* [Objective]: Write out each line exactly as it stands, please.

----

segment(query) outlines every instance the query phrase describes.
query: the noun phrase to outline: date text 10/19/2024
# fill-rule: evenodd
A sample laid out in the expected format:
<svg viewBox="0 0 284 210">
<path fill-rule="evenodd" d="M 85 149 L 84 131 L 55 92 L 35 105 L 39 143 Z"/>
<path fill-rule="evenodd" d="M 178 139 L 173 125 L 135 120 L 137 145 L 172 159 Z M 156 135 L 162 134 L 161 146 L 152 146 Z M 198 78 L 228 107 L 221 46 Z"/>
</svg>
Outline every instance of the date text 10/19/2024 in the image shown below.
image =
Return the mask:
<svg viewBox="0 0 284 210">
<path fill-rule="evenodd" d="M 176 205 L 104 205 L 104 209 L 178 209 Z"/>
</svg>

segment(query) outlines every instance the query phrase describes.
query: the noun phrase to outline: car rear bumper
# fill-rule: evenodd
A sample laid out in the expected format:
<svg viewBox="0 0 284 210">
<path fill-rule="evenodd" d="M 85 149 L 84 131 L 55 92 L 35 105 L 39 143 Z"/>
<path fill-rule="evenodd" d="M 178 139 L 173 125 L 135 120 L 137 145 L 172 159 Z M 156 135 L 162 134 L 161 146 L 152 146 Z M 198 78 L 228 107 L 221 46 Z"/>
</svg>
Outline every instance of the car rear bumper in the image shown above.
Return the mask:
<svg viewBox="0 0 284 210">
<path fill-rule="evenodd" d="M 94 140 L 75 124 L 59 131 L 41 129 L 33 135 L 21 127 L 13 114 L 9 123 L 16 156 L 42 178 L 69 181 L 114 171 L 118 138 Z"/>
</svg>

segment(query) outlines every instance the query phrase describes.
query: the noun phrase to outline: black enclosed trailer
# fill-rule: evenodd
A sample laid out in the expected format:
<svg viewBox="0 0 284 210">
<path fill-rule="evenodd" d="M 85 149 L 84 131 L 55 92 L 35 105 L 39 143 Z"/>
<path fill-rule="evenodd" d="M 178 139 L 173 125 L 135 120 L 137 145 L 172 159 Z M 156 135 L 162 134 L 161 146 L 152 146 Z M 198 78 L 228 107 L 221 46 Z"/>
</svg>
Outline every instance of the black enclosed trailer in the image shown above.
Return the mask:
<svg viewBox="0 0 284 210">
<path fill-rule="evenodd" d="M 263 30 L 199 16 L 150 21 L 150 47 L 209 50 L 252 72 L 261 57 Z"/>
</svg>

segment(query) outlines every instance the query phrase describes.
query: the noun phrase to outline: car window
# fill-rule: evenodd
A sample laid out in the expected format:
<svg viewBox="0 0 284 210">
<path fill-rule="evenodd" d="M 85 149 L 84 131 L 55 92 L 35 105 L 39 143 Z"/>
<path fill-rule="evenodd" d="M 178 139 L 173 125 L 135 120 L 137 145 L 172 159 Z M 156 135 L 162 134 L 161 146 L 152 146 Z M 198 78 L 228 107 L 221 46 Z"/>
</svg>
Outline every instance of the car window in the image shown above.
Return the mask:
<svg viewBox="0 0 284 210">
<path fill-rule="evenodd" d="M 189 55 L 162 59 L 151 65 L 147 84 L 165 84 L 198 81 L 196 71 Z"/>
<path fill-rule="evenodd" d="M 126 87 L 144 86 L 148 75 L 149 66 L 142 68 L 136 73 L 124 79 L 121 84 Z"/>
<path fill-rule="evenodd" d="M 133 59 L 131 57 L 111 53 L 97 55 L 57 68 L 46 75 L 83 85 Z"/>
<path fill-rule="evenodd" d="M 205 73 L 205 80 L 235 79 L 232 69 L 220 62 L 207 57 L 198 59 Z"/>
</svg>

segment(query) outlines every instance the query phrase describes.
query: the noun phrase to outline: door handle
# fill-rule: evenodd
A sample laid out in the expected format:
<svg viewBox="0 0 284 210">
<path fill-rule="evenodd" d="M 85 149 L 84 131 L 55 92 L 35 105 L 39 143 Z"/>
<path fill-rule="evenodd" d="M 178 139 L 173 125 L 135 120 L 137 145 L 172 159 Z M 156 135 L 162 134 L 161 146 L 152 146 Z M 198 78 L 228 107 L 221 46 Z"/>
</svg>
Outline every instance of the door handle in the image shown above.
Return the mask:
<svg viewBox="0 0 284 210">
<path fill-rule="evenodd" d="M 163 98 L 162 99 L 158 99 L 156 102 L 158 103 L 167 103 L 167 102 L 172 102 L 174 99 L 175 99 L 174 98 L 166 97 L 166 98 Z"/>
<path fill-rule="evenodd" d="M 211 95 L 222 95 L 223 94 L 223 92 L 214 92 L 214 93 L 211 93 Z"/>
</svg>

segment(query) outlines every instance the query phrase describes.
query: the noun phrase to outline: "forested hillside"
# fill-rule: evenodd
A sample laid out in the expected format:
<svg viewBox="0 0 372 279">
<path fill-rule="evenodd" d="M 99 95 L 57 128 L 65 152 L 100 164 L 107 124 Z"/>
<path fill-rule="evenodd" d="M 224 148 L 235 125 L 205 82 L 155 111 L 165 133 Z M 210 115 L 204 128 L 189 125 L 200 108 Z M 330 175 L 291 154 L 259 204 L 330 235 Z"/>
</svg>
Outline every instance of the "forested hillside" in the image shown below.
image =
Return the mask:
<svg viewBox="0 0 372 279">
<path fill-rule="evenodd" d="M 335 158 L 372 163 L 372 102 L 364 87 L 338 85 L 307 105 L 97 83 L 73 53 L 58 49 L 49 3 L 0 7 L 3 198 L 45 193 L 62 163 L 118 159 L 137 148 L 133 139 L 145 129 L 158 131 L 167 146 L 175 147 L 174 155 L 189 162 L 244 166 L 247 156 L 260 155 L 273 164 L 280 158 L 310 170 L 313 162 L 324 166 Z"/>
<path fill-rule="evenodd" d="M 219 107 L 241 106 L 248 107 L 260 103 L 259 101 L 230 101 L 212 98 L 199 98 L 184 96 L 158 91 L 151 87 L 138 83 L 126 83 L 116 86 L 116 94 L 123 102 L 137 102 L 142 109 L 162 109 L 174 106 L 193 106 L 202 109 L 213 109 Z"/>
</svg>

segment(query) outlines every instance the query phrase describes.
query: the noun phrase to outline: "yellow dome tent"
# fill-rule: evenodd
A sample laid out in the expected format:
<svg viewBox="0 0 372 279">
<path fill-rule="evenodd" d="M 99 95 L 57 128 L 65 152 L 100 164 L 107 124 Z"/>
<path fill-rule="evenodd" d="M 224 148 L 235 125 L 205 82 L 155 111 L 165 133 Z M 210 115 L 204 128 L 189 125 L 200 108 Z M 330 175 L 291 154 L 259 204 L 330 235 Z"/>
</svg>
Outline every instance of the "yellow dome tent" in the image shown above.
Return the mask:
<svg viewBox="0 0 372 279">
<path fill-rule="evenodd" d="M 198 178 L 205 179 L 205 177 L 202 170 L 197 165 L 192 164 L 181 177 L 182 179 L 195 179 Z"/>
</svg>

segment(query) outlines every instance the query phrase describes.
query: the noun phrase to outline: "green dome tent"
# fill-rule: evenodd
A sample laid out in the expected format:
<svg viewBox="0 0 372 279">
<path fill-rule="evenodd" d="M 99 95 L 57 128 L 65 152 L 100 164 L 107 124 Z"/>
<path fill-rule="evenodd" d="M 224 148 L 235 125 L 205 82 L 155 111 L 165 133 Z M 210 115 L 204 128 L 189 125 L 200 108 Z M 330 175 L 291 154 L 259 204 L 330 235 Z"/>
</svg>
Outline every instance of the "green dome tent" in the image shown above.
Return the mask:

----

* [Response to this exercise]:
segment(query) outlines every instance the query phrase describes.
query: the noun phrase to outline: date text 10/19/2024
# fill-rule: evenodd
A sample laid out in the expected format:
<svg viewBox="0 0 284 210">
<path fill-rule="evenodd" d="M 85 149 L 84 131 L 55 92 L 35 105 L 39 143 Z"/>
<path fill-rule="evenodd" d="M 178 139 L 173 125 L 135 120 L 137 145 L 172 159 Z M 156 135 L 162 134 L 161 146 L 152 146 Z M 198 78 L 228 107 L 221 46 Z"/>
</svg>
Outline every instance of the date text 10/19/2024 in the image shown below.
image =
Return the mask:
<svg viewBox="0 0 284 210">
<path fill-rule="evenodd" d="M 176 205 L 104 205 L 104 209 L 178 209 Z"/>
</svg>

segment(query) outlines every instance the query phrase describes.
query: the noun phrase to outline: car rear bumper
# fill-rule: evenodd
A sample laid out in the expected format:
<svg viewBox="0 0 284 210">
<path fill-rule="evenodd" d="M 85 149 L 84 131 L 55 92 L 35 105 L 39 143 Z"/>
<path fill-rule="evenodd" d="M 178 139 L 173 125 L 135 120 L 137 145 L 172 159 Z M 156 135 L 162 134 L 161 146 L 152 146 Z M 198 78 L 228 107 L 221 46 Z"/>
</svg>
Outline every instance of the car rear bumper in the image shown above.
Return the mask:
<svg viewBox="0 0 284 210">
<path fill-rule="evenodd" d="M 94 140 L 75 124 L 59 131 L 41 129 L 33 135 L 21 127 L 13 114 L 9 123 L 16 156 L 42 178 L 69 181 L 114 171 L 118 138 Z"/>
</svg>

segment(query) outlines every instance the query phrase describes.
query: the noun phrase to outline: black enclosed trailer
# fill-rule: evenodd
A sample laid out in the expected format:
<svg viewBox="0 0 284 210">
<path fill-rule="evenodd" d="M 85 149 L 84 131 L 55 92 L 35 105 L 39 143 Z"/>
<path fill-rule="evenodd" d="M 178 139 L 173 125 L 135 120 L 137 145 L 172 159 Z M 156 135 L 162 134 L 161 146 L 152 146 Z M 198 78 L 228 107 L 221 46 Z"/>
</svg>
Outline every instance of the black enclosed trailer in the image shown above.
Return the mask:
<svg viewBox="0 0 284 210">
<path fill-rule="evenodd" d="M 263 30 L 199 16 L 150 21 L 150 47 L 209 50 L 252 72 L 261 57 Z"/>
</svg>

segment(query) outlines every instance the query phrase describes.
query: the noun phrase to outline: car window
# fill-rule: evenodd
A sample laid out in the expected format:
<svg viewBox="0 0 284 210">
<path fill-rule="evenodd" d="M 85 149 L 84 131 L 55 92 L 35 105 L 39 143 Z"/>
<path fill-rule="evenodd" d="M 178 139 L 173 125 L 135 120 L 137 145 L 172 159 Z M 156 135 L 162 134 L 161 146 L 152 146 Z M 198 78 L 228 107 L 221 46 Z"/>
</svg>
Outline every instance of the car window in the image shown above.
Return the mask:
<svg viewBox="0 0 284 210">
<path fill-rule="evenodd" d="M 189 55 L 162 59 L 151 65 L 147 84 L 165 84 L 198 81 L 196 71 Z"/>
<path fill-rule="evenodd" d="M 126 87 L 144 86 L 148 75 L 149 66 L 142 68 L 136 73 L 124 79 L 121 84 Z"/>
<path fill-rule="evenodd" d="M 133 59 L 131 57 L 111 53 L 97 55 L 57 68 L 46 75 L 83 85 Z"/>
<path fill-rule="evenodd" d="M 205 73 L 205 80 L 235 79 L 232 69 L 220 62 L 207 57 L 198 59 Z"/>
</svg>

segment(query) outlines every instance the query phrase describes.
query: the noun phrase to outline: door handle
# fill-rule: evenodd
A sample laid out in the expected format:
<svg viewBox="0 0 284 210">
<path fill-rule="evenodd" d="M 85 149 L 84 131 L 55 92 L 35 105 L 39 143 Z"/>
<path fill-rule="evenodd" d="M 178 139 L 173 125 L 135 120 L 137 145 L 172 159 Z M 156 135 L 162 134 L 161 146 L 152 146 Z M 198 78 L 228 107 L 221 46 Z"/>
</svg>
Outline every instance of the door handle in the image shown above.
Return the mask:
<svg viewBox="0 0 284 210">
<path fill-rule="evenodd" d="M 163 98 L 162 99 L 158 99 L 156 102 L 158 103 L 167 103 L 167 102 L 172 102 L 174 99 L 175 99 L 174 98 L 166 97 L 166 98 Z"/>
<path fill-rule="evenodd" d="M 211 95 L 222 95 L 223 94 L 223 92 L 214 92 L 214 93 L 211 93 Z"/>
</svg>

segment(query) outlines every instance the query phrase describes.
query: the noun phrase to outline: "forested hillside"
# fill-rule: evenodd
A sample laid out in the expected format:
<svg viewBox="0 0 372 279">
<path fill-rule="evenodd" d="M 99 95 L 57 128 L 65 152 L 100 164 L 107 124 Z"/>
<path fill-rule="evenodd" d="M 224 148 L 235 125 L 205 82 L 155 111 L 165 133 Z M 210 115 L 204 128 L 189 125 L 200 108 Z M 330 175 L 291 154 L 259 204 L 330 235 Z"/>
</svg>
Outline every instance of the "forested hillside" in the image shown below.
image =
Return the mask:
<svg viewBox="0 0 372 279">
<path fill-rule="evenodd" d="M 335 158 L 372 163 L 372 102 L 364 87 L 338 85 L 307 105 L 97 83 L 73 53 L 58 49 L 49 3 L 0 7 L 3 198 L 45 193 L 62 163 L 118 159 L 137 148 L 133 139 L 145 129 L 158 131 L 167 146 L 175 147 L 174 155 L 189 162 L 244 166 L 247 156 L 260 155 L 273 164 L 280 158 L 310 170 L 313 162 L 324 166 Z"/>
<path fill-rule="evenodd" d="M 219 107 L 241 106 L 248 107 L 260 103 L 259 101 L 230 101 L 212 98 L 199 98 L 184 96 L 158 91 L 151 87 L 138 83 L 126 83 L 116 86 L 116 94 L 123 102 L 137 102 L 142 109 L 162 109 L 174 106 L 193 106 L 202 109 L 213 109 Z"/>
</svg>

segment(query) outlines every instance the query phrase describes.
query: the noun phrase to outline: "yellow dome tent"
# fill-rule: evenodd
A sample laid out in the expected format:
<svg viewBox="0 0 372 279">
<path fill-rule="evenodd" d="M 99 95 L 57 128 L 65 152 L 100 164 L 107 124 Z"/>
<path fill-rule="evenodd" d="M 224 148 L 235 125 L 205 82 L 155 111 L 165 133 Z M 210 115 L 204 128 L 189 125 L 200 108 Z M 330 175 L 291 154 L 259 204 L 330 235 Z"/>
</svg>
Outline every instance of the "yellow dome tent" in the image shown above.
Return the mask:
<svg viewBox="0 0 372 279">
<path fill-rule="evenodd" d="M 198 178 L 205 179 L 205 177 L 202 170 L 197 165 L 192 164 L 181 177 L 182 179 L 195 179 Z"/>
</svg>

segment(query) outlines every instance the query phrase describes.
query: the noun phrase to outline: "green dome tent"
# fill-rule: evenodd
A sample laid out in the expected format:
<svg viewBox="0 0 372 279">
<path fill-rule="evenodd" d="M 99 95 L 57 128 L 65 152 L 100 164 L 107 124 Z"/>
<path fill-rule="evenodd" d="M 224 148 L 235 125 L 205 82 L 155 111 L 165 133 Z M 210 115 L 204 128 L 189 125 L 200 108 Z M 330 175 L 291 154 L 259 204 L 330 235 Z"/>
</svg>
Outline every instance of the "green dome tent" in the image shown above.
Return the mask:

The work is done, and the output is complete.